_PASSAGE PROVIDED_
---+---
Inhibition of xpt Guanine Riboswitch by a synthetic nucleoside analog
Swapan S. Jain, Emily C. McLaughlin, Gabriel G. Perron, Mallikarjunachari Uppuladinne, Seoyoung Kim, Katherina Gindinova, Silvie H. Lundgren, Liad Elmelech, Uddhavesh Sonavane, Rajendra Joshi, Korrapati Narasimhulu, Shailza Singh, Shailza Singh, Shailza Singh

TL;DR
Scientists created a synthetic molecule that can control bacterial gene activity by binding to a specific RNA structure better than the natural molecule.
Contribution
A novel nucleoside analog, SK4, was synthesized to inhibit the xpt guanine riboswitch more effectively than native guanine.
Findings
SK4 binds to the xpt guanine riboswitch mRNA and terminates transcription more effectively than guanine.
Molecular dynamics simulations show SK4 forms a stable complex with additional bonding interactions compared to guanine.
---+---
_ACTIONS TO TAKE_
- A) Translate this sentence from the summary on the xpt guanine riboswitch into Spanish: "SK4 binds to the xpt guanine riboswitch mRNA and terminates transcription more effectively than guanine."
- B) Reproduce word for word the part of the riboswitch summary running from "Inhibition of xpt" up to and including "compared to guanine.".

(Data entries)
---+---
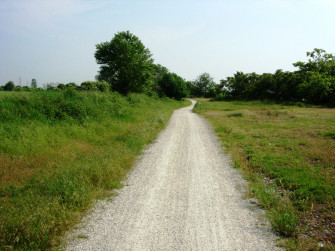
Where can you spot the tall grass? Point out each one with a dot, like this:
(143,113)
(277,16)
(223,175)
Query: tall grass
(288,155)
(61,150)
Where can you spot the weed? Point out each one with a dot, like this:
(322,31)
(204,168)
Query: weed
(237,114)
(61,150)
(289,162)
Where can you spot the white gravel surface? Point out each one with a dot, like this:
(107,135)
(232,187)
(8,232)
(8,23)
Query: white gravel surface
(182,194)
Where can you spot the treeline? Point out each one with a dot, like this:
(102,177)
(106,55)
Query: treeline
(126,66)
(313,82)
(102,86)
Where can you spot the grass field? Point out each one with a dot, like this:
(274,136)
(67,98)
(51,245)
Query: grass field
(288,155)
(61,150)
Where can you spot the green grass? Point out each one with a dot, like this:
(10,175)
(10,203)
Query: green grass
(288,155)
(59,151)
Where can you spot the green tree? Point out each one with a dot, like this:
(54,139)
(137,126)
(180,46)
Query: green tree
(9,86)
(33,83)
(204,85)
(125,63)
(317,77)
(173,86)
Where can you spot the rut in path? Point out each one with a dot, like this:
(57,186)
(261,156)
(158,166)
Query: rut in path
(182,194)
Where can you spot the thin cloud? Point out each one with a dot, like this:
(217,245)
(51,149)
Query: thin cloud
(34,15)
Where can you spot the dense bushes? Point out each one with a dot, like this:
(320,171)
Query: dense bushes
(314,82)
(173,86)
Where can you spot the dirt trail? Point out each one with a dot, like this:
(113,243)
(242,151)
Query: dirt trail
(182,194)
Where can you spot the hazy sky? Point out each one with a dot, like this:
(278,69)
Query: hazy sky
(54,41)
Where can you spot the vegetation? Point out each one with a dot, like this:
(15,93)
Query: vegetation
(9,86)
(125,63)
(203,86)
(33,83)
(288,155)
(313,83)
(173,86)
(60,150)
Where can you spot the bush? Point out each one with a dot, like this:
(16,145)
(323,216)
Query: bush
(9,86)
(173,86)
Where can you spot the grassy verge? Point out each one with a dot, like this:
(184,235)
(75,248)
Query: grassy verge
(288,155)
(61,150)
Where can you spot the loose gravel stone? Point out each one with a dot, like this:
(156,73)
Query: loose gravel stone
(182,194)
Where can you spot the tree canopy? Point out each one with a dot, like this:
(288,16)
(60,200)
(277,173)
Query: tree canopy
(173,86)
(125,63)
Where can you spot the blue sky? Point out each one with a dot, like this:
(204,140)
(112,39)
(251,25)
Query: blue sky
(54,41)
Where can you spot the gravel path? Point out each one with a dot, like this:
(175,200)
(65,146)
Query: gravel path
(181,195)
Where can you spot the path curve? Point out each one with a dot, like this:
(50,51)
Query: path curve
(182,194)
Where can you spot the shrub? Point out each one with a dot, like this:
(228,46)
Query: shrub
(9,86)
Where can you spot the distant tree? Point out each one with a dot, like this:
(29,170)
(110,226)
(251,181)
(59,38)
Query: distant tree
(173,86)
(9,86)
(317,77)
(33,83)
(61,86)
(125,63)
(102,86)
(204,85)
(89,86)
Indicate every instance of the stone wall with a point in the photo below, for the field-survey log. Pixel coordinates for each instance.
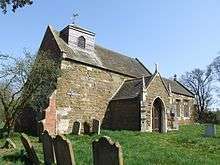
(182, 119)
(83, 93)
(124, 115)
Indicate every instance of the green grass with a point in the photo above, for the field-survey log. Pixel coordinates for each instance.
(186, 146)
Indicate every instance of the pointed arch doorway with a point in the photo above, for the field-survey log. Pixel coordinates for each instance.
(158, 115)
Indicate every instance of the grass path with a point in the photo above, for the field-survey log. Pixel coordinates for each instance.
(186, 146)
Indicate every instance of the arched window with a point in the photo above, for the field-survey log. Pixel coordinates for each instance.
(81, 42)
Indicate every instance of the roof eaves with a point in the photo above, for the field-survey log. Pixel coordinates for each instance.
(185, 88)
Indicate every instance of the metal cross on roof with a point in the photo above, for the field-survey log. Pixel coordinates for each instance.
(74, 16)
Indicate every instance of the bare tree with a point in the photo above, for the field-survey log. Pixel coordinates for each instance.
(14, 4)
(199, 82)
(22, 81)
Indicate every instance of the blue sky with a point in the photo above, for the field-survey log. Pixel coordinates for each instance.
(179, 35)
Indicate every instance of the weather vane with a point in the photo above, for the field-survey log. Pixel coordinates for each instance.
(75, 15)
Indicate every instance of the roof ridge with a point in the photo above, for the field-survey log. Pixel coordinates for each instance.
(115, 52)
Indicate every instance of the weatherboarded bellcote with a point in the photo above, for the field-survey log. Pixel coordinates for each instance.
(78, 38)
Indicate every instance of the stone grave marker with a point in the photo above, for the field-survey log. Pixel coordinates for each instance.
(86, 128)
(210, 130)
(63, 151)
(9, 144)
(106, 152)
(77, 128)
(96, 126)
(48, 149)
(40, 129)
(32, 156)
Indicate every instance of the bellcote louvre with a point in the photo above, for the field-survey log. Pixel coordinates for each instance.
(78, 38)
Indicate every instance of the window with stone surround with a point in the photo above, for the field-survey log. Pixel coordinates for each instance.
(81, 42)
(177, 107)
(186, 108)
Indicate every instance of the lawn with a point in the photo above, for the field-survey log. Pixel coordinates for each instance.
(186, 146)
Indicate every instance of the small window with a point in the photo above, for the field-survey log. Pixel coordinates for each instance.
(178, 108)
(81, 42)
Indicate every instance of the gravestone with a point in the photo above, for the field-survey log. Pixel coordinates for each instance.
(63, 151)
(48, 149)
(210, 130)
(86, 128)
(29, 149)
(76, 128)
(9, 144)
(106, 152)
(96, 126)
(40, 129)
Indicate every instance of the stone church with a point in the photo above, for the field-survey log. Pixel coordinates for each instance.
(98, 83)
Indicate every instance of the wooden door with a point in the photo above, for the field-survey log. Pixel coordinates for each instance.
(156, 118)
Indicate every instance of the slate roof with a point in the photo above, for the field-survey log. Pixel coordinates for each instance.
(103, 58)
(178, 88)
(132, 88)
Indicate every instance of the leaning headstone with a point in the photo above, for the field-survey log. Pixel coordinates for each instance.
(96, 126)
(63, 151)
(48, 149)
(40, 129)
(32, 156)
(76, 128)
(106, 152)
(210, 130)
(86, 128)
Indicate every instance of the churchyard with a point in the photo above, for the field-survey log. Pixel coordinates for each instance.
(186, 146)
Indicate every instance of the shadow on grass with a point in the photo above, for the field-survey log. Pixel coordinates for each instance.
(18, 156)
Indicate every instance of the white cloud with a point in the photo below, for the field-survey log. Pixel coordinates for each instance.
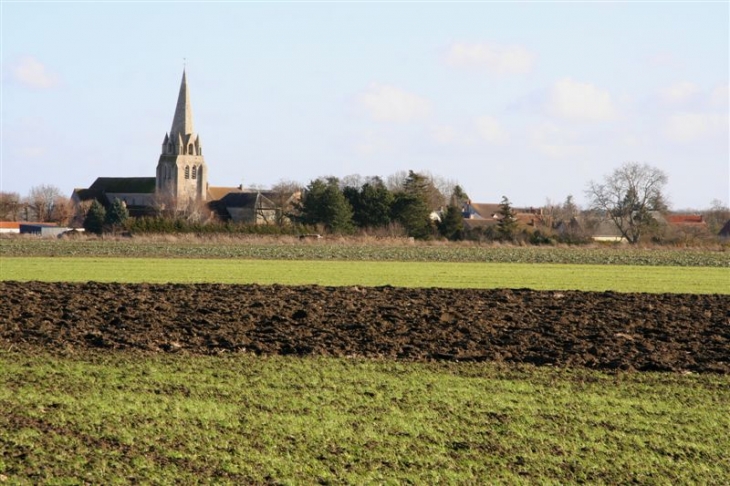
---+---
_RESPONSES IN ORDER_
- A) SK4 se une al ARNm del riboswitch de guanina xpt y termina la transcripción de manera más eficaz que la guanina.

- B)
Inhibition of xpt Guanine Riboswitch by a synthetic nucleoside analog
Swapan S. Jain, Emily C. McLaughlin, Gabriel G. Perron, Mallikarjunachari Uppuladinne, Seoyoung Kim, Katherina Gindinova, Silvie H. Lundgren, Liad Elmelech, Uddhavesh Sonavane, Rajendra Joshi, Korrapati Narasimhulu, Shailza Singh, Shailza Singh, Shailza Singh

TL;DR
Scientists created a synthetic molecule that can control bacterial gene activity by binding to a specific RNA structure better than the natural molecule.
Contribution
A novel nucleoside analog, SK4, was synthesized to inhibit the xpt guanine riboswitch more effectively than native guanine.
Findings
SK4 binds to the xpt guanine riboswitch mRNA and terminates transcription more effectively than guanine.
Molecular dynamics simulations show SK4 forms a stable complex with additional bonding interactions compared to guanine.